Source extract
Extreme Heat Is Pushing The U.S. Toward A Grim New Fossil Fuel Milestone

In an aerial view, natural gas is flared off during an oil drilling operation in the Permian Basin oil field on March 12, 2022, in Stanton, Texas.
In an aerial view, natural gas is flared off during an oil drilling operation in the Permian Basin oil field on March 12, 2022, in Stanton, Texas.

In an aerial view, natural gas is flared off during an oil drilling operation in the Permian Basin oil field on March 12, 2022, in Stanton, Texas.

The United States is set to use more natural gas to generate electricity than ever before this summer as extreme heat sends demand for air conditioning skyrocketing.

In its latest monthly forecast, the U.S. Energy Information Administration projected the country to burn 4% more gas in July and August this year than during the same months of 2022.

For weeks now, heat waves have clocked unprecedented triple-digit temperatures across the U.S., from Puerto Rico to the Pacific Northwest. The combination of global warming and El Niño temperature patterns is only expected to worsen as the months go on, spurring more Americans to crank electricity-hungry air conditioning units to avoid the deadly effects of overheating.

A chart from the U.S. Energy Information Administration shows U.S. domestic consumption and exports of natural gas reaching record highs last year.
A chart from the U.S. Energy Information Administration shows U.S. domestic consumption and exports of natural gas reaching record highs last year.

A chart from the U.S. Energy Information Administration shows U.S. domestic consumption and exports of natural gas reaching record highs last year.

“This is an interesting time to monitor the United States’ electricity mix,” EIA Administrator Joe DeCarolis said in a press release announcing the latest forecast. “As coal provides less and less power to the grid, we expect the contributions of natural gas and renewables in particular to increase.”

Data supplied
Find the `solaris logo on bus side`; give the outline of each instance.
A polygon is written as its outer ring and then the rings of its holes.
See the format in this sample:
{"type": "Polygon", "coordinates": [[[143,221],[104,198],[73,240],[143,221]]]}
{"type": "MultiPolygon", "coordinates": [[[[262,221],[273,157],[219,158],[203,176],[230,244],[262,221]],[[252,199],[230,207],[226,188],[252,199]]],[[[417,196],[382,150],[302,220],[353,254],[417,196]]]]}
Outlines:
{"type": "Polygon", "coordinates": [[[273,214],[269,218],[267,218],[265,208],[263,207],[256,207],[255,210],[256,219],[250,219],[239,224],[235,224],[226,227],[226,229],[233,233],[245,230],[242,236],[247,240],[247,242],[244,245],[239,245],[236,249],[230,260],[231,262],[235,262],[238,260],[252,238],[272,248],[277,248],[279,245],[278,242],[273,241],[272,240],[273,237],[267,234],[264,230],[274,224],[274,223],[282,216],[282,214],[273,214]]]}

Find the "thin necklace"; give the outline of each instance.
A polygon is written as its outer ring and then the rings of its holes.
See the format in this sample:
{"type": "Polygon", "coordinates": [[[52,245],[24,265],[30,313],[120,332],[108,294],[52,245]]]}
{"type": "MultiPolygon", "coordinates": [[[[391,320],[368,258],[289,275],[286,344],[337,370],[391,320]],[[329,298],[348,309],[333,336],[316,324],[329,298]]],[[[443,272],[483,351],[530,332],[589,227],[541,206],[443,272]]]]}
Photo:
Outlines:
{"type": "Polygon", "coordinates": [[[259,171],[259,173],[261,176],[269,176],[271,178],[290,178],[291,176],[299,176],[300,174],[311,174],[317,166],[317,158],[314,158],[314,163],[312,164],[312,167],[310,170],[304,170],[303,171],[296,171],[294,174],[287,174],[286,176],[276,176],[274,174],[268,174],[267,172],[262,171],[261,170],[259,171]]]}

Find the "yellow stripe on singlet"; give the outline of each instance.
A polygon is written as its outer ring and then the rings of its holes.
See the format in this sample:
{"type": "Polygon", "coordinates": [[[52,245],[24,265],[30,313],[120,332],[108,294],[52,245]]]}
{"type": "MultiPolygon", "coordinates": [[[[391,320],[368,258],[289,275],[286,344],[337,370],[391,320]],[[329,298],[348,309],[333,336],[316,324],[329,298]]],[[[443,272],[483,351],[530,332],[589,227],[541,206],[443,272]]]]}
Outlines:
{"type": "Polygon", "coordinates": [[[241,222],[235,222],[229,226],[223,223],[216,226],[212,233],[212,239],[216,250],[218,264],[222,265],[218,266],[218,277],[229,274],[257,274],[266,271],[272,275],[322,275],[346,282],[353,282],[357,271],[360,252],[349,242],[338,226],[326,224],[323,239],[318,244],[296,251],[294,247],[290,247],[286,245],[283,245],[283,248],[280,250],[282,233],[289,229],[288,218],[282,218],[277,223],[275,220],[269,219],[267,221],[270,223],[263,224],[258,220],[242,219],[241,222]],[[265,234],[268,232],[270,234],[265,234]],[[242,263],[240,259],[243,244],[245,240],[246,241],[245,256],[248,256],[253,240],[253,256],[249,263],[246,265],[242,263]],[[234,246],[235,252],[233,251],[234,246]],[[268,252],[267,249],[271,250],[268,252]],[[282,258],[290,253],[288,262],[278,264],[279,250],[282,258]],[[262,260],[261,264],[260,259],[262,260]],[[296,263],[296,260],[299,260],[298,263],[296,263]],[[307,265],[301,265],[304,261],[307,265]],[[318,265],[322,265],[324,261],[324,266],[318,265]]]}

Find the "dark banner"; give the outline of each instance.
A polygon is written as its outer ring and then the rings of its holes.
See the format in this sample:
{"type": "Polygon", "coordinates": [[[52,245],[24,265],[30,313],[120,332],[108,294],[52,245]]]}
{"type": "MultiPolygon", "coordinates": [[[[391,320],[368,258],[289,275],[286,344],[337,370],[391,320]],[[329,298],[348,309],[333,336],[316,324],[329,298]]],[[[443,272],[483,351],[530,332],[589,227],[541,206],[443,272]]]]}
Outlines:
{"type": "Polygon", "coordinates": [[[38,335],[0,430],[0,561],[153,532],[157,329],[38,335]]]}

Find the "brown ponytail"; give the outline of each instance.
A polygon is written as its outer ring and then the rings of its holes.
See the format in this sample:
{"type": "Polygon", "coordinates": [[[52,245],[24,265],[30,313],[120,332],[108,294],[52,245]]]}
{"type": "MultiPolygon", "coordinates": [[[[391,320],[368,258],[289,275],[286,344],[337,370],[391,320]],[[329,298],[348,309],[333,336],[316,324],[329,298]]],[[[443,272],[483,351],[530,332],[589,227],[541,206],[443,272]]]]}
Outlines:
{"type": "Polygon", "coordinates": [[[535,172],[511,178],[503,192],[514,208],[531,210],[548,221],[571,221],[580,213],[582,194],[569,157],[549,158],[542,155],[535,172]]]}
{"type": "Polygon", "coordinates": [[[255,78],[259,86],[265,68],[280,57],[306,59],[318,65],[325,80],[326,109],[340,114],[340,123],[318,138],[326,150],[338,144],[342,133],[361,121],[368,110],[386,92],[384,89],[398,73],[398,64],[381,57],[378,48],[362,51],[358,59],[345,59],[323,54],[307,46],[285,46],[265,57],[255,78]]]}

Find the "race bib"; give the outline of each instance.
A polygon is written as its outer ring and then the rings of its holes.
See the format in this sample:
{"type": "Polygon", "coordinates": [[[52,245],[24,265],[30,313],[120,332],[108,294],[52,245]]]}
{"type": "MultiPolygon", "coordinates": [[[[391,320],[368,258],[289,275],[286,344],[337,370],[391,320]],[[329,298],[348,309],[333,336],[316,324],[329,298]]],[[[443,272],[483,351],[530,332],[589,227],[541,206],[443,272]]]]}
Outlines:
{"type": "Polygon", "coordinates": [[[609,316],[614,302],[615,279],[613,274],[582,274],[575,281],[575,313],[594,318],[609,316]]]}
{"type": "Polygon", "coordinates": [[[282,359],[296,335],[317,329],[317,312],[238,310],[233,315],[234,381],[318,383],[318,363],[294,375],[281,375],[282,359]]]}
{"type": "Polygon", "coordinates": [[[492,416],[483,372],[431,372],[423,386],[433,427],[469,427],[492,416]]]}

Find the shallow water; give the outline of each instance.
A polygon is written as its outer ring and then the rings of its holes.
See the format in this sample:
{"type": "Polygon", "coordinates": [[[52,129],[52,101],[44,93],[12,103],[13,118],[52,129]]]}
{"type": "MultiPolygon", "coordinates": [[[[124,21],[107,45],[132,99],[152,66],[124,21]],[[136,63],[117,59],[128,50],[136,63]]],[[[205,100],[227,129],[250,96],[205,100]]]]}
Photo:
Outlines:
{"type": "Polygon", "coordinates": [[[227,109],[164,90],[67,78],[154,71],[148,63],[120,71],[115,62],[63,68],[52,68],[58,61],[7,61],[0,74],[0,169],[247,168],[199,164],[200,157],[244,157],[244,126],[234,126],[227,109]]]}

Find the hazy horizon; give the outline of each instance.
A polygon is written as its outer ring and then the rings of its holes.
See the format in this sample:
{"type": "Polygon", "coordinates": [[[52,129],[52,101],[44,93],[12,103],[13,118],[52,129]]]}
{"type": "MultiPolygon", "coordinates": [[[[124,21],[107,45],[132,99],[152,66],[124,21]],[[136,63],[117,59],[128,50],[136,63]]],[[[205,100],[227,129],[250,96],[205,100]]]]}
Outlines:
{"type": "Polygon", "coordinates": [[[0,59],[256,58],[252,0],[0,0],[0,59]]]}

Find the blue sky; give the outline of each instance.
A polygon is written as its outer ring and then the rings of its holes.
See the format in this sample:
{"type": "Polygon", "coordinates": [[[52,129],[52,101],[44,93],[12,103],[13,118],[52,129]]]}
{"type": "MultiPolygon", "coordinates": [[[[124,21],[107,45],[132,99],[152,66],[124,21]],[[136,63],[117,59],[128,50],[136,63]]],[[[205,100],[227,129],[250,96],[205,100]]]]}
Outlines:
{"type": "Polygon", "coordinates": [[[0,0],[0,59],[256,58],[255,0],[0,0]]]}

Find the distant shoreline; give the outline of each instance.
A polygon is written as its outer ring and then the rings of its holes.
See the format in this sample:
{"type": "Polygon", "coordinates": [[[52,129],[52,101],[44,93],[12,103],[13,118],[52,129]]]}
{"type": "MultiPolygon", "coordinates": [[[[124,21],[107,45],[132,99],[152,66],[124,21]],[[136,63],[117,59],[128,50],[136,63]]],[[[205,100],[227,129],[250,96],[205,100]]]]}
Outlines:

List of tasks
A – Decide whether each statement agrees with the natural gas article, answering yes or no and quoting the words that settle it: (i) the Energy Information Administration projected that the U.S. would burn 4% more gas in July and August than in the same months of 2022; (ii) the heat waves have been limited to the Pacific Northwest; (iii) the EIA Administrator expects coal to supply a growing share of power to the grid.
B – Repeat word for word the portion of the natural gas article between "Extreme Heat Is" and "months of 2022.", inclusive.
The entries have nothing to do with the natural gas article.

Answers given
A –
(i) Yes: "projected the country to burn 4% more gas in July and August this year than during the same months of 2022"
(ii) No: "from Puerto Rico to the Pacific Northwest"
(iii) No: "As coal provides less and less power to the grid"

B –
Extreme Heat Is Pushing The U.S. Toward A Grim New Fossil Fuel Milestone

In an aerial view, natural gas is flared off during an oil drilling operation in the Permian Basin oil field on March 12, 2022, in Stanton, Texas.
In an aerial view, natural gas is flared off during an oil drilling operation in the Permian Basin oil field on March 12, 2022, in Stanton, Texas.

In an aerial view, natural gas is flared off during an oil drilling operation in the Permian Basin oil field on March 12, 2022, in Stanton, Texas.

The United States is set to use more natural gas to generate electricity than ever before this summer as extreme heat sends demand for air conditioning skyrocketing.

In its latest monthly forecast, the U.S. Energy Information Administration projected the country to burn 4% more gas in July and August this year than during the same months of 2022.